>> Begin

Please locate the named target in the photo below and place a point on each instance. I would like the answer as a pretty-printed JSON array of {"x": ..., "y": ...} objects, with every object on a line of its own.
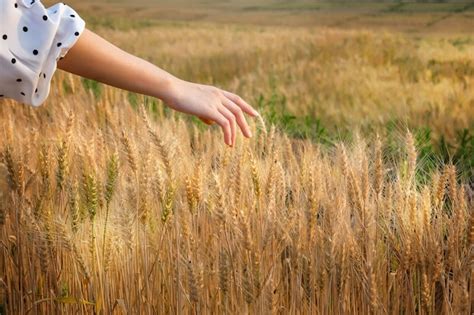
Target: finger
[
  {"x": 222, "y": 121},
  {"x": 241, "y": 103},
  {"x": 228, "y": 114},
  {"x": 239, "y": 115}
]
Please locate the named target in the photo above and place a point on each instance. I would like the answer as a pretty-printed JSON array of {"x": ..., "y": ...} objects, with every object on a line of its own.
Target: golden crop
[{"x": 110, "y": 204}]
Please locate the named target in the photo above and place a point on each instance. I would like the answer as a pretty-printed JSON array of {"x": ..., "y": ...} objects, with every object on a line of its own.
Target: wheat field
[{"x": 112, "y": 204}]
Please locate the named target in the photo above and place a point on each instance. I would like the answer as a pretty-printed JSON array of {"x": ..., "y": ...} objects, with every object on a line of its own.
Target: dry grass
[{"x": 110, "y": 206}]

>> End

### The task:
Reproduce the records above line for line, without changing a word, and omit the pictures from your answer.

### Solution to the exercise:
Please locate the named target in the photo below and place a point on each instance. I would like the answer as a pretty-printed JSON array of {"x": ..., "y": ...} objects, with every object on a line of its own.
Target: finger
[
  {"x": 222, "y": 121},
  {"x": 241, "y": 103},
  {"x": 228, "y": 114},
  {"x": 239, "y": 115}
]
Please locate the named target in the photo above and place a point on each instance. I would like the answer as a pretty-printed JSON array of {"x": ..., "y": ...} objects, with every object on a line of its own.
Target: golden crop
[{"x": 110, "y": 204}]
Please locate the named target in the photo above and place a point on each instance. I would like the answer as a pretty-printed JSON array of {"x": ..., "y": ...} objects, with every object on a line of its own.
Target: wheat field
[{"x": 112, "y": 204}]
Please locate the named target in the photo above and place a point on each instance. I would like the answer as a pretty-printed JSON array of {"x": ..., "y": ...} objects, with every object on a line of its own.
Target: dry grass
[{"x": 110, "y": 206}]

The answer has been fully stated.